Sobre a tarefa
Transcreva sem alterações o trecho do texto sobre o déficit do FAT que começa em "O governo Luiz" e termina em "para impulsionar investimentos.".

Texto para leitura

=====

O governo Luiz Inácio Lula da Silva (PT) projeta um déficit nas contas do FAT (Fundo de Amparo ao Trabalhador) a partir de 2025, o que acendeu um alerta diante do risco de o BNDES (Banco Nacional de Desenvolvimento Econômico e Social) precisar devolver ao fundo recursos hoje usados para impulsionar investimentos.
Eventual saque dos valores do FAT para garantir as obrigações com os trabalhadores ocorreria num momento em que a instituição ocupa papel central nos planos do Executivo de fomentar o crédito e movimentar a economia.
O tema vem sendo discutido entre os ministérios da Fazenda, do Trabalho e o BNDES.
O FAT é abastecido com receitas do PIS/Pasep e banca políticas como o abono salarial (espécie de 14º salário pago a trabalhadores com carteira assinada) e o seguro-desemprego, além de servir como fonte de financiamento barata para as linhas de crédito do BNDES.

=====

Linhas de dados

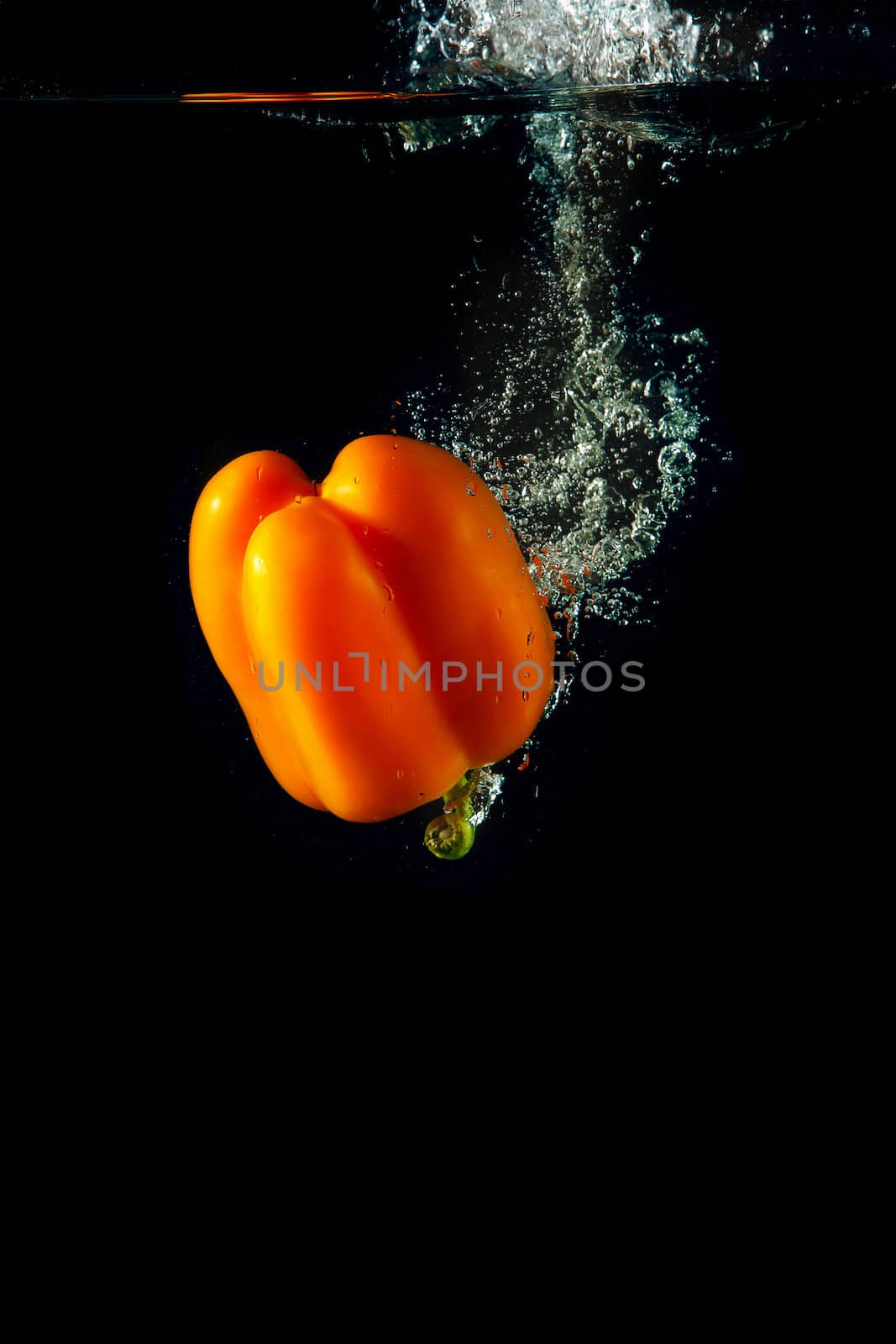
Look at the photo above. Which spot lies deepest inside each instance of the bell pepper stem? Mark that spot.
(452, 833)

=====

Solução do exercício
O governo Luiz Inácio Lula da Silva (PT) projeta um déficit nas contas do FAT (Fundo de Amparo ao Trabalhador) a partir de 2025, o que acendeu um alerta diante do risco de o BNDES (Banco Nacional de Desenvolvimento Econômico e Social) precisar devolver ao fundo recursos hoje usados para impulsionar investimentos.